Reproduce word for word the stretch from "How did this" through "chase after it." in the passage on social data and measurement below.

* Document section
--- START ---

Over the past fifty years, changes in the scope of social data collection and analysis have radically reorganized how we experience and make our lives. Much of what we do is now immediately authenticated, recorded, classified, and scored on some sort of scale. We live in an ordinal society, a society oriented toward, justified by, and governed through measurement.

How did this happen? Technology gave us the means to grasp the totality of people’s lives in the form of discrete, standardized units of information. It fed on an abundance of personal data emitted by ever smaller and more powerful computing devices that ended up first in the homes, then on the laps, and then in the hands of billions of people. The networked structure of the World Wide Web scaled up and amplified this process. Some of this data was exfiltrated covertly, but much of it was freely and even eagerly given out of hopefulness, convenience, or sociality. Managers and financiers became convinced of its usefulness and started to chase after it.

--- END ---

* Data excerpts
--- START ---

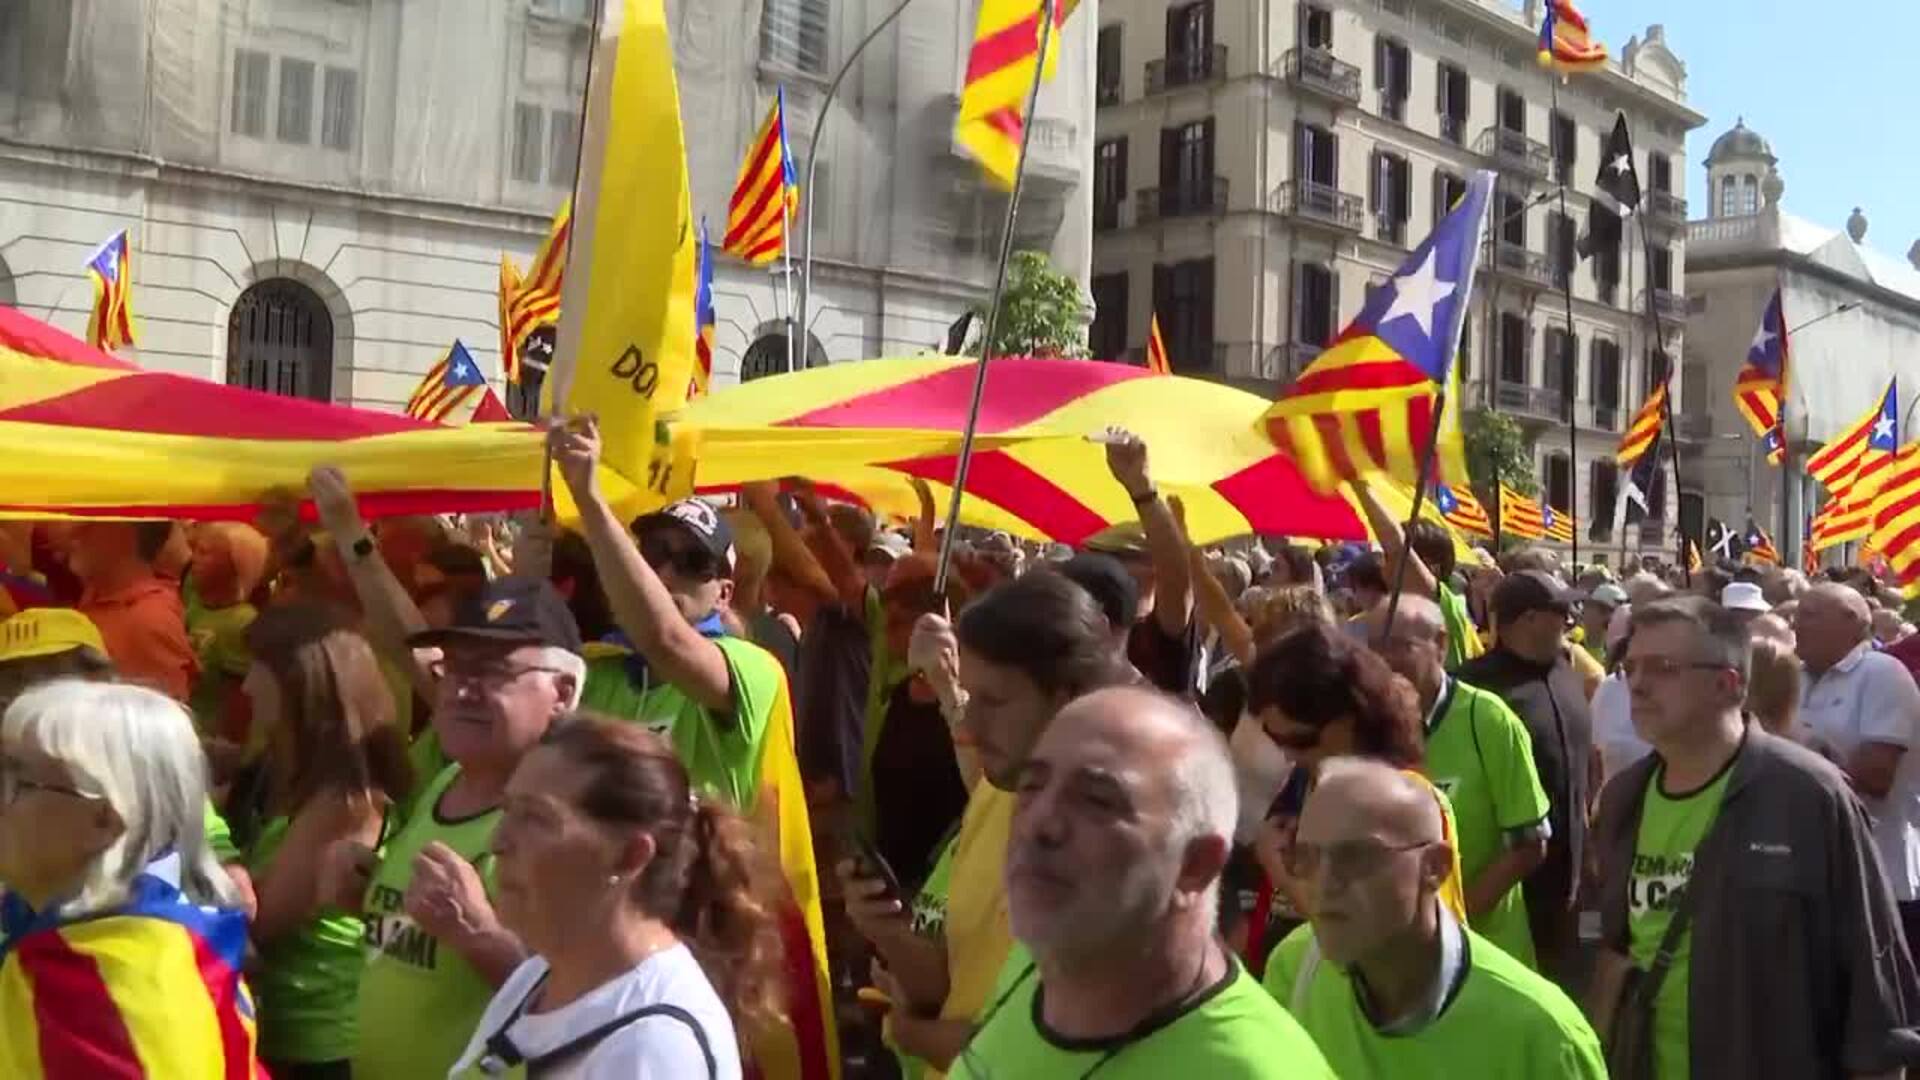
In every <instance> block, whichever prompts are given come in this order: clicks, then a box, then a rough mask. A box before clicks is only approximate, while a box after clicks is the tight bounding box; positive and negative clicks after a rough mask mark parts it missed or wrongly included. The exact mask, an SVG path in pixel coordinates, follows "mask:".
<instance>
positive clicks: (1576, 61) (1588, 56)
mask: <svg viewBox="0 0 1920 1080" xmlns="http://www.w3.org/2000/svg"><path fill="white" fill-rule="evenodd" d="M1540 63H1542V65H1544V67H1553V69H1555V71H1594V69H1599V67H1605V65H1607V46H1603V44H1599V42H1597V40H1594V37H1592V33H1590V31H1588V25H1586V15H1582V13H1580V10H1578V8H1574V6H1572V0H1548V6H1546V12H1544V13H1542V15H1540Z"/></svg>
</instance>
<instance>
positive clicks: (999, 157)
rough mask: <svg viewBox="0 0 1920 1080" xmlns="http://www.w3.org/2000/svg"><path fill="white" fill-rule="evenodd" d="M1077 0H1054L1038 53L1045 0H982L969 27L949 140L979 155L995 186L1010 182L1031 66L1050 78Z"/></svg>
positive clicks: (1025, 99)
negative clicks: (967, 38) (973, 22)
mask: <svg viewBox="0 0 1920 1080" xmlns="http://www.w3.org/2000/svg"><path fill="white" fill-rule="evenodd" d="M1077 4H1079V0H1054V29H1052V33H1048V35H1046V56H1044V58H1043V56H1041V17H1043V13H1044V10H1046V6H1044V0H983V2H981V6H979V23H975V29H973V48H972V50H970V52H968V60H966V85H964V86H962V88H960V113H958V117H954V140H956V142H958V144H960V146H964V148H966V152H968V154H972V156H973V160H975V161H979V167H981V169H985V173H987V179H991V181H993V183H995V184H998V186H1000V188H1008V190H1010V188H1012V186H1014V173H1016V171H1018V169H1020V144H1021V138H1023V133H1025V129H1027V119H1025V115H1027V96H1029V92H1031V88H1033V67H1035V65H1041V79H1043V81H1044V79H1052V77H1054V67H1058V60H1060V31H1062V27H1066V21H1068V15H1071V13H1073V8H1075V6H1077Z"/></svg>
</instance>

--- END ---

* Expected answer
How did this happen? Technology gave us the means to grasp the totality of people’s lives in the form of discrete, standardized units of information. It fed on an abundance of personal data emitted by ever smaller and more powerful computing devices that ended up first in the homes, then on the laps, and then in the hands of billions of people. The networked structure of the World Wide Web scaled up and amplified this process. Some of this data was exfiltrated covertly, but much of it was freely and even eagerly given out of hopefulness, convenience, or sociality. Managers and financiers became convinced of its usefulness and started to chase after it.